REQUIRED TASK: Reproduce verbatim only the lines from the one containing "Task: point to every instance of the floating" through the last line below, both included.
>> Begin
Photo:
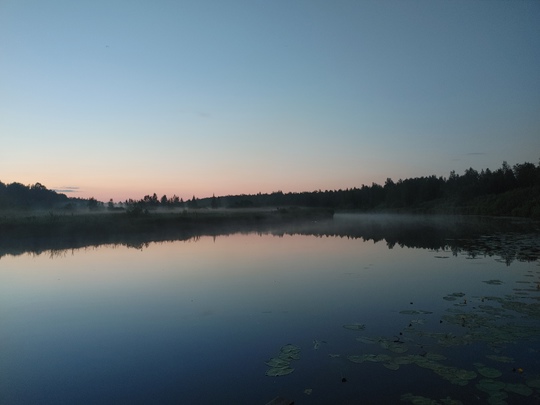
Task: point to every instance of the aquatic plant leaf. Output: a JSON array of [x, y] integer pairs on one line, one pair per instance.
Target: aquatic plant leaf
[[493, 282], [534, 383], [435, 356], [289, 349], [355, 358], [367, 340], [391, 366], [355, 326], [500, 359], [277, 362], [415, 312], [520, 389], [489, 372]]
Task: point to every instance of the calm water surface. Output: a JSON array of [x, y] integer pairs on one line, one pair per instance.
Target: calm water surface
[[193, 322]]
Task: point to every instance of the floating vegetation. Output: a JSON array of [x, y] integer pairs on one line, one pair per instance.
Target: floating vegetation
[[376, 358], [278, 371], [280, 365], [493, 282], [453, 296], [367, 340], [415, 312], [534, 382], [489, 385], [355, 326], [500, 359], [391, 366], [393, 346], [489, 372], [520, 389], [420, 400], [317, 343]]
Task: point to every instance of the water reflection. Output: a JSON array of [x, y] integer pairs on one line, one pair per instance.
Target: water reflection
[[508, 238], [198, 320]]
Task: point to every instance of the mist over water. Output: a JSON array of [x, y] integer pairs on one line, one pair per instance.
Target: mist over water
[[195, 320]]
>> End
TASK RESPONSE:
Task: point to every instance of the floating vegetation. Output: a JSON array of [x, y] integer pairs on one line, one pair per instance.
Target: floating vegetation
[[376, 358], [278, 371], [280, 365], [493, 282], [453, 296], [367, 340], [415, 312], [534, 382], [489, 385], [355, 326], [500, 359], [391, 366], [393, 346], [489, 372], [520, 389], [420, 400], [317, 343]]
Task: point to every instance of the water reflection. Output: a JSON array of [x, y] integer pairs on one line, one pair per instance.
Target: water reflection
[[508, 238], [198, 320]]
Task: point to every instance of the mist over water. Output: a JSON array of [x, y] integer pairs on one line, one pair per instance.
Target: mist over water
[[195, 320]]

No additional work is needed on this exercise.